» **Description of the task**
Reproduce nothing but the lines from the one with "Question. For every instance of the large" down to the last line of the data below.

» **Records provided**
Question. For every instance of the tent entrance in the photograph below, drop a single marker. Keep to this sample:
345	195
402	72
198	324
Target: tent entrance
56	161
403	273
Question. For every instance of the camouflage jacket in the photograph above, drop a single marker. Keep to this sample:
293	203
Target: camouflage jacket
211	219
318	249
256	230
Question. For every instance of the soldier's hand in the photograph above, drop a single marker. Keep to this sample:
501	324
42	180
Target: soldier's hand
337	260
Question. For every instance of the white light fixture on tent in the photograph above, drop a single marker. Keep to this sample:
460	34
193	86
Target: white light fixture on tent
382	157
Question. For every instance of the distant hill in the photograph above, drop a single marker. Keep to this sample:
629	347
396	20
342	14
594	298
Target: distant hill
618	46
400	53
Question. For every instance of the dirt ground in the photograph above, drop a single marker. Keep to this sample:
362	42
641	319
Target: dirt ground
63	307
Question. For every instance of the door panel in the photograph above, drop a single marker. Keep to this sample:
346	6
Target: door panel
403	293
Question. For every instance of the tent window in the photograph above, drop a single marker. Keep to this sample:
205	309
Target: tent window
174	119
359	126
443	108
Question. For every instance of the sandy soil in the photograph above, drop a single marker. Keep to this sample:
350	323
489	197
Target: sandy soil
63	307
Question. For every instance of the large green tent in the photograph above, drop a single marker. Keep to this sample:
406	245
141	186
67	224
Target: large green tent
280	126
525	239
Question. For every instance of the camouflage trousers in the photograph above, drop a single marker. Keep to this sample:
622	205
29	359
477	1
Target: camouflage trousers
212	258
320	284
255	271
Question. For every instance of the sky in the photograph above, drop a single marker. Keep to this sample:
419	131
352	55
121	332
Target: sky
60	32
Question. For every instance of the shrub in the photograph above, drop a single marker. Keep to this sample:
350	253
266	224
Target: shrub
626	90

» **Result for this task**
Question. For every instance of the large green tent in the photograph above, drop a single marker. Keep to this sample:
406	245
141	186
67	224
Target: large green tent
280	126
525	239
Question. For every instance of the camouflage trousers in the photograph above, drop a single marker. Keep to this sample:
622	205
29	359
477	1
Target: camouflage trousers
212	258
320	284
255	271
Question. For every instance of the sky in the photograph above, drop a single marker. Keep to this sample:
419	131
352	55
121	332
Target: sky
60	32
Question. For every instance of the shrub in the photograph above, drop a single marker. Keep to this sample:
350	253
266	224
Target: shrub
626	90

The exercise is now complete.